▶ [Directions]: Each entry, in full: copy it out exactly.

◆ ◆ ◆ ◆

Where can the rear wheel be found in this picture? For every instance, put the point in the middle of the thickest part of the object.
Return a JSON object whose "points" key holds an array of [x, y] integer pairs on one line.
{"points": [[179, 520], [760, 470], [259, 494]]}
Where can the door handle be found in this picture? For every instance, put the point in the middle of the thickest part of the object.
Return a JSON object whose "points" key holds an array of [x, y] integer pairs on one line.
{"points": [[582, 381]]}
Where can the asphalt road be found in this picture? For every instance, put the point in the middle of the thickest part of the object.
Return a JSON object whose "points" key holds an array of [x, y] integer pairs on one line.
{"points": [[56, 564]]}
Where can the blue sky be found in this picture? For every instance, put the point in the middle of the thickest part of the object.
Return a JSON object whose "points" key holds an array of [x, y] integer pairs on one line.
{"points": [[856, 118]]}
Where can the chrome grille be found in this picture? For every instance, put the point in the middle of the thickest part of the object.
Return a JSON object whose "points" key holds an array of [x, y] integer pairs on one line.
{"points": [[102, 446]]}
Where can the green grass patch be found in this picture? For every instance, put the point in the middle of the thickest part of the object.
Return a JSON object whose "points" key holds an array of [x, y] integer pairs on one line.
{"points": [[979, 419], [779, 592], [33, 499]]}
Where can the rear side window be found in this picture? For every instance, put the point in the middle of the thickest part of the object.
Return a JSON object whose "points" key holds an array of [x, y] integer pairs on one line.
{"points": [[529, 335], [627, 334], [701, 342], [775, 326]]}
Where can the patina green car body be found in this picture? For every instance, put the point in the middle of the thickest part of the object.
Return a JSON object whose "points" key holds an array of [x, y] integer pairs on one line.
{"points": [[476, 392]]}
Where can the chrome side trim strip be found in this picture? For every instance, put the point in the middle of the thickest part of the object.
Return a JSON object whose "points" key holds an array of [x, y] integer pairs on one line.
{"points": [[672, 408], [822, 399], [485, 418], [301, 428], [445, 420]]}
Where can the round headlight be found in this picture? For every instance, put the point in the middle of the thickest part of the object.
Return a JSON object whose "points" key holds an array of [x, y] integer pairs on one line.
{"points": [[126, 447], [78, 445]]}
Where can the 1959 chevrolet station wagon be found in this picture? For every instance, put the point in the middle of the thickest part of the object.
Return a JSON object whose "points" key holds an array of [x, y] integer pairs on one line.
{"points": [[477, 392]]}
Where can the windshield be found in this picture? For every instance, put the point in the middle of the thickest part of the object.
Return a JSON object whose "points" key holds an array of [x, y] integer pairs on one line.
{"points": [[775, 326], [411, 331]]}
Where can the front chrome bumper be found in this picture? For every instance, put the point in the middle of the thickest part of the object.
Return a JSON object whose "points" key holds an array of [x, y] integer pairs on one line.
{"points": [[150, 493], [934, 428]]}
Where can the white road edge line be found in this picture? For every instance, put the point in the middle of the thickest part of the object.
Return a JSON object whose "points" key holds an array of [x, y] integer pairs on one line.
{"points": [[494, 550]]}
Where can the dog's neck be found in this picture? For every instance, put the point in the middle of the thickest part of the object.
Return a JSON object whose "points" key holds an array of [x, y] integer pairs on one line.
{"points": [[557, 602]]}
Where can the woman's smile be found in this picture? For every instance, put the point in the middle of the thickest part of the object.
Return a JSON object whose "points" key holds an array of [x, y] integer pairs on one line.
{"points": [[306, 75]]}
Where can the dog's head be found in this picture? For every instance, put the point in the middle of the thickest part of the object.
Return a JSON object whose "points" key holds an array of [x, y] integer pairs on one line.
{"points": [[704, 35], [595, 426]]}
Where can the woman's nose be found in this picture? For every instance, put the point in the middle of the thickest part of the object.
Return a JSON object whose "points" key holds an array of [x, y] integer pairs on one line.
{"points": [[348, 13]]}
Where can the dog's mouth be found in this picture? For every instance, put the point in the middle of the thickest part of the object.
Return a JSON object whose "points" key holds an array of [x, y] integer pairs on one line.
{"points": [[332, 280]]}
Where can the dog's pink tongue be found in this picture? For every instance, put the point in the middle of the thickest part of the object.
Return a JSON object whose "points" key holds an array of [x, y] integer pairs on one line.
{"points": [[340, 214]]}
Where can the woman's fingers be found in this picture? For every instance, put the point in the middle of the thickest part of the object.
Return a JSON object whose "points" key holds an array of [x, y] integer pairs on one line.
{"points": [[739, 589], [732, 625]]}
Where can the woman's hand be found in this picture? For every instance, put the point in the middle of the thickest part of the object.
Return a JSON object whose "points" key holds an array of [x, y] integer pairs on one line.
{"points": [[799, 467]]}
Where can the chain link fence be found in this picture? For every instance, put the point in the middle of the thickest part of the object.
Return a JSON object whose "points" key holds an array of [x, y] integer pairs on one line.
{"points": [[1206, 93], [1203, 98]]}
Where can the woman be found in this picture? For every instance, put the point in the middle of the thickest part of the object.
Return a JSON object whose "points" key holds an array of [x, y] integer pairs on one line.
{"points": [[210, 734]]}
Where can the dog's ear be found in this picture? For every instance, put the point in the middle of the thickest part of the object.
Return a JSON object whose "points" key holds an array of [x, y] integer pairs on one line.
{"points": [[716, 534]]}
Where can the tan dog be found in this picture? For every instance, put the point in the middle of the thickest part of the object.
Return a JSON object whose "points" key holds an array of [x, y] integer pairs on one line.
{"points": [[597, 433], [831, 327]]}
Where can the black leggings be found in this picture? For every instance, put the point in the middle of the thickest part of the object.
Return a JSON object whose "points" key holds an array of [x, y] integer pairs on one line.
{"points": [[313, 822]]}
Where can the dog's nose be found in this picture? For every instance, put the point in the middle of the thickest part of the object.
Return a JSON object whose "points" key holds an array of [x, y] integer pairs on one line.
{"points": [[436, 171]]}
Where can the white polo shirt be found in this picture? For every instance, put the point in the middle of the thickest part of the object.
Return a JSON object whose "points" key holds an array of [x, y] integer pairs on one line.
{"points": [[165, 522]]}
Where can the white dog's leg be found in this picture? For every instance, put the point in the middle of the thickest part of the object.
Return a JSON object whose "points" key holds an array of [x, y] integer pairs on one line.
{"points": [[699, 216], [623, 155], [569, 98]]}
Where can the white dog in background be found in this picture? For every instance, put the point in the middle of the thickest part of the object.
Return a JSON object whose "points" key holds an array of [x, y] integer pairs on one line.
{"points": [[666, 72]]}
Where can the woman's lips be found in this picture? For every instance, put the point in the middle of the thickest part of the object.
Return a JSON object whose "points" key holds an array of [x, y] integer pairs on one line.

◆ ◆ ◆ ◆

▶ [Response]:
Where can the rear wheel be found in this picture? For every instance, put the point in the middle of the thickest part of the object.
Return a JSON object whose "points" key holds an array of [x, y] integer pairs on one line.
{"points": [[179, 520], [760, 470], [259, 494]]}
Where can the door handle be found in this picture? For every instance, put the point in the middle of the thickest part of the object.
Return a JSON object whose "points" key holds an array of [x, y] integer pairs on one line.
{"points": [[582, 381]]}
Where can the asphalt road be found in this picture? For every instance, put the point in the middle of the thickest part of the object.
Return a JSON object whose "points" key holds an array of [x, y] integer pairs on one line.
{"points": [[56, 564]]}
Where can the blue sky be found in this picture? For every instance, put the point in the middle of the thickest part of the object.
Return a JSON object whose "points" key holds an array of [x, y] integer pairs on one line.
{"points": [[856, 118]]}
Where can the chrome grille be found in this picture? For every instance, put the point in the middle of the thickest part of the object.
Return a JSON object whose "points" key holds an array of [x, y] integer pairs on one line.
{"points": [[102, 446]]}
Where can the green grass patch be found in this picture? For every instance, put the point in the middle of the thickest part of the object.
Return a JSON object whose "points" key holds an array of [x, y] integer pairs on one line.
{"points": [[979, 419], [779, 592], [33, 499]]}
Where can the rear side window be found in this picture? For every instance, put the point in the middle of the thickest part of the object.
Return a JSON object whose "points" key holds an array of [x, y] integer pairs on one line.
{"points": [[529, 335], [627, 334], [701, 342], [775, 326]]}
Where can the patina green car body be found in this picture? For every instance, put the point in the middle of the thickest part of the object.
Return a JSON object whose "points" key holds an array of [x, y] integer pairs on one line.
{"points": [[476, 392]]}
Where can the chrome side trim strip be found in this picture? For every instance, put the point in the middle of the thickest part of the object.
Return a JSON object whose "points" key holds an array of [x, y] integer pairs on one line.
{"points": [[672, 408], [822, 399], [485, 418], [301, 428], [445, 420]]}
Where can the round headlight be found in this picture? For every instance, put the point in the middle of the thickest part of the object.
Return a JSON object whose "points" key holds an array of [x, y] integer pairs on one line.
{"points": [[126, 447], [78, 445]]}
Where can the 1959 chevrolet station wagon be found in this picture? For every instance, put the point in the middle of the thickest part of the object.
Return a JSON object whose "points" key holds an array of [x, y] integer pairs on one line.
{"points": [[477, 392]]}
Where can the windshield be found in this picture? For every instance, put the point in the middle of the thickest part of the object.
Return a JSON object whose "points" key holds an array of [x, y] integer pairs on one line.
{"points": [[775, 326], [411, 331]]}
Where can the front chrome bumper be found in this picture? For every instance, put the point in the middle of the thickest part of the object.
Return a JSON object whose "points" key holds an array of [x, y] integer pairs on one line.
{"points": [[150, 493], [934, 428]]}
Where can the white road edge line be found in this picture? For every instance, put the point in the middle of the thickest part of the object.
Return a JSON object whose "points" key holds an array of [x, y] integer pairs on one line.
{"points": [[494, 550]]}
Where can the dog's neck be found in this picture? For every instance, put the point in the middle of the thickest part of the object.
Return a JSON object whose "points" key holds an array of [x, y] integer pairs on one line.
{"points": [[557, 602]]}
Where can the woman's smile be found in this picture? For every instance, put the point in the middle of the thickest part of the object.
Return a JSON object whose "points" key holds an array of [x, y] integer pairs on one line.
{"points": [[306, 75]]}
Where can the dog's head be found in this picture? For every instance, put the point in the middle of the thickest part of the object.
Return a JSON object whose "points" key holds an array of [x, y] integer pairs on one line.
{"points": [[704, 35], [595, 426]]}
Where can the woman's nose be found in this picture? For every instance, put the point in the middle of the thickest part of the object.
Return a JSON object whose "points" key holds an array of [x, y] integer pairs on one line.
{"points": [[348, 13]]}
Where can the dog's mouth be found in this picture? For every instance, put the point in the middle of the thickest part of the object.
Return a JSON object whose "points" key holds an array of [x, y] integer pairs on one line.
{"points": [[332, 280]]}
Where can the dog's pink tongue be found in this picture? For every instance, put the point in the middle of the thickest part of the object.
Return a JSON object whose "points" key holds an array of [x, y] integer pairs on one line.
{"points": [[340, 214]]}
Where can the woman's fingers be found in this picture? For every instance, put the point in the middle of the thickest part of the object.
Return a JSON object whose "points" key holds an array of [x, y] integer pairs on one line.
{"points": [[739, 589], [732, 625]]}
Where can the woman's hand be found in this picture? For every instance, put the point in the middle of the thickest part of the object.
Return a JSON object whose "points" key holds an array of [x, y] integer pairs on one line.
{"points": [[799, 467]]}
Where can the chain link fence be found in this picture? For every instance, put the point in the middle of the thickest part of the object.
Return a JSON object whose "points" key holds an array of [x, y] integer pairs on one line.
{"points": [[1206, 93], [1203, 98]]}
Where can the woman be found in this picture? For every instance, put the point in the middle of the thickest part of the object.
Return a JSON object whose "points" key holds an array of [x, y] integer pairs on one line.
{"points": [[210, 734]]}
Where can the dog's ear be found in this picture? For every instance, put the point in the middle of the thickest part of the object.
Return a JSON object whose "points" key holds an array of [x, y] integer pairs on one line.
{"points": [[716, 534]]}
Where can the tan dog be found in this picture? For every instance, put the point in the middle of the thickest part of the object.
Return a JSON object whose "points" key holds an array of [x, y] integer pairs on one line.
{"points": [[597, 433], [831, 327]]}
Where can the black leggings be found in this picture? For every instance, put the point in the middle of the thickest part of the object.
Return a JSON object whose "points" key holds an array of [x, y] integer pairs on one line.
{"points": [[313, 822]]}
Where can the dog's nose be found in this picture? For every instance, put the point in the middle of the thickest part of the object.
Return a JSON object whose "points" key holds an array of [x, y] integer pairs on one line.
{"points": [[436, 171]]}
Where can the white polo shirt be found in this picture? For every instance, put the point in the middle of the thickest part of the object.
Return a JSON object whose "points" key holds an array of [x, y] integer pairs on one line.
{"points": [[165, 522]]}
Where can the white dog's leg be found in this picture? For every instance, put the point in the middle of the thickest part of the object.
Return a JSON object whose "points" key holds an array of [x, y] integer pairs on one line.
{"points": [[699, 216], [623, 155], [569, 98]]}
Where can the white dog in background be found in this picture? For every instance, put the point in the middle of the thickest part of the object.
Return a JSON object whose "points" key holds an array of [x, y] integer pairs on one line.
{"points": [[666, 72]]}
Where can the woman's lips be found in this picture? For every instance, put the point in the middle of the thickest part of the object.
Return a JSON object whose "points" key holds an array of [x, y] integer pairs on one line.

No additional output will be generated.